↓

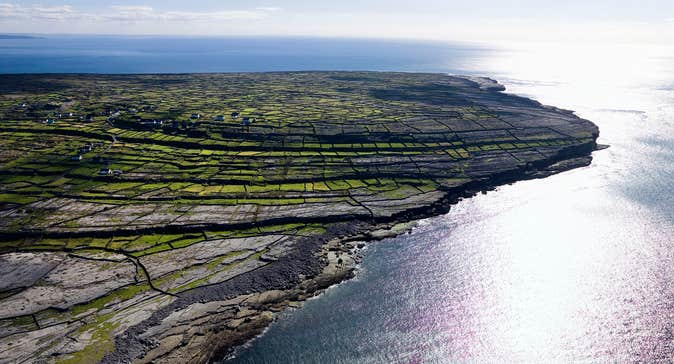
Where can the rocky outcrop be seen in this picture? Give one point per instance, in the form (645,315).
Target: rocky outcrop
(180,242)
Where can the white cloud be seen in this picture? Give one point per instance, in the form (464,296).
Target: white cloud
(135,14)
(53,13)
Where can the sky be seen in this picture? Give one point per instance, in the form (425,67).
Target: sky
(637,21)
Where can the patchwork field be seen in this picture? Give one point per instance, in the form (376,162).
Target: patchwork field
(162,217)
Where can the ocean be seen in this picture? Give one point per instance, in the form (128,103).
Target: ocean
(577,267)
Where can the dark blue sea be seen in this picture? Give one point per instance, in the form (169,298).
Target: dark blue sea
(114,54)
(577,267)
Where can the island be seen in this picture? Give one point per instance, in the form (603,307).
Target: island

↑

WHAT THIS TASK INVOLVES: What is wanted is an exact repetition of the lines from the one with "Where can the island" through the last line of the material above, both ends included.

WRITTEN SOLUTION:
Where can the island be seen in this picture? Give one point per instance, in the form (603,307).
Target: island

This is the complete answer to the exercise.